Most long term disability policies offer some type of future options to buy more coverage. This could be called the Benefit Update (BU), Additional Increase Option (AIO), Future Purchase Option (FPO), or some variation therein. This feature is strategic for a couple reasons. If you purchase your policy at a young age, odds are your income will grow with time. This coverage gives you the option to purchase more coverage down the road if your income warrants it. It is incredibly powerful, because most companies do not require medical underwriting again to exercise the 

options. If you have a policy and now have health issues that would make applying for more coverage difficult or impossible, the increase option is going to essentially turn a blind eye. The only thing you need to prove is that your income justifies the coverage increase.

Let's look at several aspects to increasing your long term disability benefit with a future increase option.

Pricing of Additional Coverage:
 When you exercise the option to buy more coverage, you are buying more coverage. It's not a freebie. Although your health rating will be locked in from the original policy, the pricing on the additional coverage will be based on your future age. See my illustration below if you were to buy $5,000 of benefit at age 30 and another $1,500 at age 36.

         
 

Age: There are usually age restrictions. Generally, you need to exercise any options by age 45, but these parameters are company specific. 

Frequency:
 Companies vary with how frequent the window opens up to exercise the increase option. Typically, you'll get your option every 2-3 years, over the course of 7-10 years. 

Increase Cap:
This is perhaps the most important aspect to an increase option and one that throws many people a curve ball. Not all policies are created equal. Despite how great your income may have grown, some policies cap the amount of benefit increase by a flat rate ($3,000/monthly benefit; $4,000/monthly benefit; $5,000...etc.). They may cap it by a percentage of the base policy. If you originally signed up for $4,000 of monthly benefit, the increase option language may limit an increase to 50% of base policy - meaning the most you'll be able to increase is another $2,000 of monthly benefit.

▶ [Data supplied]:
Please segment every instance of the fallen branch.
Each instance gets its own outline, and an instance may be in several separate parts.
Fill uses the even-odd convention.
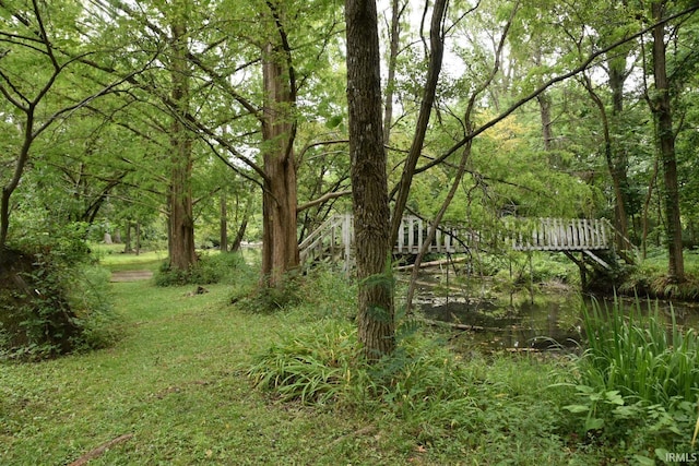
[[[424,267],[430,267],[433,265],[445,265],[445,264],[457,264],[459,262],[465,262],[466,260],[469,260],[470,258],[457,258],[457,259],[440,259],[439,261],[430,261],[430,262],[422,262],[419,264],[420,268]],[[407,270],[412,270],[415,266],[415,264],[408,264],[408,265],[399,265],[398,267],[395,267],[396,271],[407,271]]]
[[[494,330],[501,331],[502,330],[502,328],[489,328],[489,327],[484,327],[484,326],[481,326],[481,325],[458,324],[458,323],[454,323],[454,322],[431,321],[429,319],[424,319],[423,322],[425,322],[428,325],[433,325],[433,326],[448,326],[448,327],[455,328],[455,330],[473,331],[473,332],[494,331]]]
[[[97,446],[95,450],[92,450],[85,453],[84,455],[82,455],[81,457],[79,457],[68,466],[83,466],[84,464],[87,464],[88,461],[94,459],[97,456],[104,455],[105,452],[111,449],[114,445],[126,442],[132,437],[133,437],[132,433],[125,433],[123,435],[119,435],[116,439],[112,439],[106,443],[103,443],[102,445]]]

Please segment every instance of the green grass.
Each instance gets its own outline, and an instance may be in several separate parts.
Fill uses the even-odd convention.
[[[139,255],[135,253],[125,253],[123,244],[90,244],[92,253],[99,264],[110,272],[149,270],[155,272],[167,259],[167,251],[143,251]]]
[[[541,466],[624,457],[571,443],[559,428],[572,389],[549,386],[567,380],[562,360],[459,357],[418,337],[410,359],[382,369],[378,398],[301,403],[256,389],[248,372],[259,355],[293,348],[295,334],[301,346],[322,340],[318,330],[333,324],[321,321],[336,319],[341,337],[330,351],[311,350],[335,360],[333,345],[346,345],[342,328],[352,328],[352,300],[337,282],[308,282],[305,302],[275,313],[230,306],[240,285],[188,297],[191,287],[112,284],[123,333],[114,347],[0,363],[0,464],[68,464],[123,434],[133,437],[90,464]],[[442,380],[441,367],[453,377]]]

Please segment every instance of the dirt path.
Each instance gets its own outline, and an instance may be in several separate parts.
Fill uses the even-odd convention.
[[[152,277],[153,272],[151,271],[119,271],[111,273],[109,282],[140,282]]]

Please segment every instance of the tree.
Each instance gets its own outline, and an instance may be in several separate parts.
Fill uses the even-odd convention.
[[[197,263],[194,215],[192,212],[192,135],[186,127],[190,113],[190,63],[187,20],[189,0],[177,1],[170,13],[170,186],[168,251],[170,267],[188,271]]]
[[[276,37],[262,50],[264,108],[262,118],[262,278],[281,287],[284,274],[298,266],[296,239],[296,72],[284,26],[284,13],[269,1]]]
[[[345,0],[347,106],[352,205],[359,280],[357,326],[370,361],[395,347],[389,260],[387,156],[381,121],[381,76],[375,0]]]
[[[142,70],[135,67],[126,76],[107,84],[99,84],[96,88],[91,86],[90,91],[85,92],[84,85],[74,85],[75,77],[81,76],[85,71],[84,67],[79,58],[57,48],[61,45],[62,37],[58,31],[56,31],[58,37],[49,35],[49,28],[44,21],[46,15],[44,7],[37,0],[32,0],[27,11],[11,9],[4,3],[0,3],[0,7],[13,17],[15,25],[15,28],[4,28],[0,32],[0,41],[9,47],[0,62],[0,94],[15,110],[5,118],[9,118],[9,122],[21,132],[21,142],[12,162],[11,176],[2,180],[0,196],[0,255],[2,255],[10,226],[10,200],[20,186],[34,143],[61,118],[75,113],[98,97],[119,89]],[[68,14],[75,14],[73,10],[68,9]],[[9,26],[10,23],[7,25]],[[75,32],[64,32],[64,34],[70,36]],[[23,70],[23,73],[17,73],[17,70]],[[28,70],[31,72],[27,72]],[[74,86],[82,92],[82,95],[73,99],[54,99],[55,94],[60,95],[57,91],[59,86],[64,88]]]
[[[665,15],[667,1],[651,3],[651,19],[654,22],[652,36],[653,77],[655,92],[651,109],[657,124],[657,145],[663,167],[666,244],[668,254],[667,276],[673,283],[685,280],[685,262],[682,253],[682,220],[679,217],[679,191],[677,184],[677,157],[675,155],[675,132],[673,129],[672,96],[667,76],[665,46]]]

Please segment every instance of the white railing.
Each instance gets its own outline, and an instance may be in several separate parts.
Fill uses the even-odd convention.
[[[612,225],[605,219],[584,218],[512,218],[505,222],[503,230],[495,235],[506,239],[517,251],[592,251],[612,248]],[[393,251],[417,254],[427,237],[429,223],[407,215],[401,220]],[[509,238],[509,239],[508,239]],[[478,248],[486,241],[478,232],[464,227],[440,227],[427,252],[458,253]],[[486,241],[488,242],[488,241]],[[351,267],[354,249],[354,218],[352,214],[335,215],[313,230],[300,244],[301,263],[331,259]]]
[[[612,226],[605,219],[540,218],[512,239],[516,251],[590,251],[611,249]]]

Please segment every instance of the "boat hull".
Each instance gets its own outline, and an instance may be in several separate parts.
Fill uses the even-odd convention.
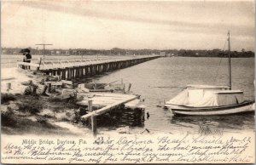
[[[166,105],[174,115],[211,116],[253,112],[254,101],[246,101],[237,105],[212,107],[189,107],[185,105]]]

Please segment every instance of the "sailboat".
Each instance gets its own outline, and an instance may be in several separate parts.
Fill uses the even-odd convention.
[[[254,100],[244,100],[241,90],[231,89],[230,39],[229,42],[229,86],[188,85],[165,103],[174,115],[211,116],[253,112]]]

▶ [Task prompt]:
Please write out the disability insurance text again, everything from "Most long term" down to "the coverage increase.", with "medical underwriting" changed to "a medical exam".

▶ [Response for this exercise]:
Most long term disability policies offer some type of future options to buy more coverage. This could be called the Benefit Update (BU), Additional Increase Option (AIO), Future Purchase Option (FPO), or some variation therein. This feature is strategic for a couple reasons. If you purchase your policy at a young age, odds are your income will grow with time. This coverage gives you the option to purchase more coverage down the road if your income warrants it. It is incredibly powerful, because most companies do not require a medical exam again to exercise the 

options. If you have a policy and now have health issues that would make applying for more coverage difficult or impossible, the increase option is going to essentially turn a blind eye. The only thing you need to prove is that your income justifies the coverage increase.